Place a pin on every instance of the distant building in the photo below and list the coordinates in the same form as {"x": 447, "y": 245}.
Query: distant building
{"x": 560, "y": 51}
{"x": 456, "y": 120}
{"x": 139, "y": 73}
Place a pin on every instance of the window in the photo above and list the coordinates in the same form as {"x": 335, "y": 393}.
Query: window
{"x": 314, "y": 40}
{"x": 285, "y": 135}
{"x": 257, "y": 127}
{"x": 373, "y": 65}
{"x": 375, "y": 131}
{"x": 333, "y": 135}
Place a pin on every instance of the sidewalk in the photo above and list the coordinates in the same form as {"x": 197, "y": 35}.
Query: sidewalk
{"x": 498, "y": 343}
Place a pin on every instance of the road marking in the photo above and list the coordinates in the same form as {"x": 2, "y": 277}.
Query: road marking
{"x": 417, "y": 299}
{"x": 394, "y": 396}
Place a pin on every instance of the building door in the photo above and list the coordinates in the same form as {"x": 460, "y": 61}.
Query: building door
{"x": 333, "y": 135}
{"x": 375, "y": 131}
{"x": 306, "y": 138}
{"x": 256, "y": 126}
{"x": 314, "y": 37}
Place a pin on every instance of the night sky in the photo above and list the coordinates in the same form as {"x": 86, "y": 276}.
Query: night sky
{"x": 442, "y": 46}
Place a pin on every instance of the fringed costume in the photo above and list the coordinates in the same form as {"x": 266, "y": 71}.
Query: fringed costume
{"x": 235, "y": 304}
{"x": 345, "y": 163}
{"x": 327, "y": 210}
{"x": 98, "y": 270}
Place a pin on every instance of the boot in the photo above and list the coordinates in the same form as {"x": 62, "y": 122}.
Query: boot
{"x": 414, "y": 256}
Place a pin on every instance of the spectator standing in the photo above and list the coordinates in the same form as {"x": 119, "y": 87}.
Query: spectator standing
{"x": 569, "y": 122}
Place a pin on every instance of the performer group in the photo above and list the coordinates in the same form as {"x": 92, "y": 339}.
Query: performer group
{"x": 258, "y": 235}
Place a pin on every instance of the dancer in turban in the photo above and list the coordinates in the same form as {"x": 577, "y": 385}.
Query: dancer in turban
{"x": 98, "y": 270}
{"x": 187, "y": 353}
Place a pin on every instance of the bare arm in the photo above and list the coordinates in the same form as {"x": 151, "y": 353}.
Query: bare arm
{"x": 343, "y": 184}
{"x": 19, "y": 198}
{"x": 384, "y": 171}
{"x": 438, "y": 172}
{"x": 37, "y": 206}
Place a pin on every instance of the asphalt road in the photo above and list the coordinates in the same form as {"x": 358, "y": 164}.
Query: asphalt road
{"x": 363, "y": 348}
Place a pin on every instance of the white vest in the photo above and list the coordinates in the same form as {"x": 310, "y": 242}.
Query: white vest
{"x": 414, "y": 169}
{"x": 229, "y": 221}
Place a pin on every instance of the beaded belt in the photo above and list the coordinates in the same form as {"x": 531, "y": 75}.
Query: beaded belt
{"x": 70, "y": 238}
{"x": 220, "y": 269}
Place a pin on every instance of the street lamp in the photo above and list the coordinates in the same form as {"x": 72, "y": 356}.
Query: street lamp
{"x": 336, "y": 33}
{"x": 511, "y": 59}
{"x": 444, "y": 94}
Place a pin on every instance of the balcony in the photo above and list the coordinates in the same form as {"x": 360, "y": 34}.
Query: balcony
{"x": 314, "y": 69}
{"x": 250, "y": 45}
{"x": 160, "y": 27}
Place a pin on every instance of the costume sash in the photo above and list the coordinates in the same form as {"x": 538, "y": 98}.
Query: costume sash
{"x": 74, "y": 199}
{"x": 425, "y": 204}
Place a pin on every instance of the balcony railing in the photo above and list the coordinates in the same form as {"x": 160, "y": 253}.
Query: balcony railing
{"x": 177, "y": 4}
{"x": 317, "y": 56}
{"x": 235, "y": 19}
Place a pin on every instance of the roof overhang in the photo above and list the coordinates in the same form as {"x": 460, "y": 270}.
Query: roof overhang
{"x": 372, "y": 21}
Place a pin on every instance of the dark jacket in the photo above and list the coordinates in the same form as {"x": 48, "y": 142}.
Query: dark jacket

_ _ _

Given exercise:
From the line holding "Place a pin on every instance of the street" through the last line above, reproduce each line exactly and add nothing.

Final result:
Place a pin on every instance of the street lamp in the photo above and list the coordinates in the same form as {"x": 72, "y": 356}.
Query: street lamp
{"x": 336, "y": 33}
{"x": 511, "y": 59}
{"x": 444, "y": 94}
Place a pin on every instance of the balcony in the photo above and list the coordinates in the same form as {"x": 360, "y": 34}.
Query: balcony
{"x": 314, "y": 69}
{"x": 250, "y": 45}
{"x": 160, "y": 27}
Place a pin on every instance of the costume sash in the photo above and list the coordinates in the same form as {"x": 538, "y": 98}.
Query: costume sash
{"x": 74, "y": 199}
{"x": 425, "y": 204}
Place a pin on every instance of the balcony railing in the photo above and list the coordinates in the same form as {"x": 160, "y": 253}.
Query: balcony railing
{"x": 177, "y": 4}
{"x": 317, "y": 56}
{"x": 235, "y": 19}
Place a pin on every instance of the roof overhang in the photo above and list the coordinates in the same form as {"x": 460, "y": 270}.
Query: roof overhang
{"x": 372, "y": 21}
Place a pin on every instance of the dark jacket in the photo above and list the coordinates in the same form as {"x": 48, "y": 142}.
Query: dark jacket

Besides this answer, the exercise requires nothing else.